> [Exercise prompt]: Lines before the one containing "Seedling-scouting request: tag the red" in the records below are to be left out; that line and all after it, through the end, are to be retyped exactly.

> [Records supplied]:
━━━

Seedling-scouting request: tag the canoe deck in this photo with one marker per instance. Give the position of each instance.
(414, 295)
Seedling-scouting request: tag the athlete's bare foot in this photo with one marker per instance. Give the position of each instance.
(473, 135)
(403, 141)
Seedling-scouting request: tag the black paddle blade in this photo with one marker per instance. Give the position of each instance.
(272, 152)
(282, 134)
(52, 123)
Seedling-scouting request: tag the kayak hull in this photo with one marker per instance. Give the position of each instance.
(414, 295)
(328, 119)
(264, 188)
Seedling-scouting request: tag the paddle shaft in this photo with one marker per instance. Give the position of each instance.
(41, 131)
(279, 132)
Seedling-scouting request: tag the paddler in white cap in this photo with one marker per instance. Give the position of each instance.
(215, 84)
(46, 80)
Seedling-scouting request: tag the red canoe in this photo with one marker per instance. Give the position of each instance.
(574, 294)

━━━

> [Written answer]:
Seedling-scouting request: tag the red canoe in this photo with one marker per instance. Give the position of each instance.
(574, 294)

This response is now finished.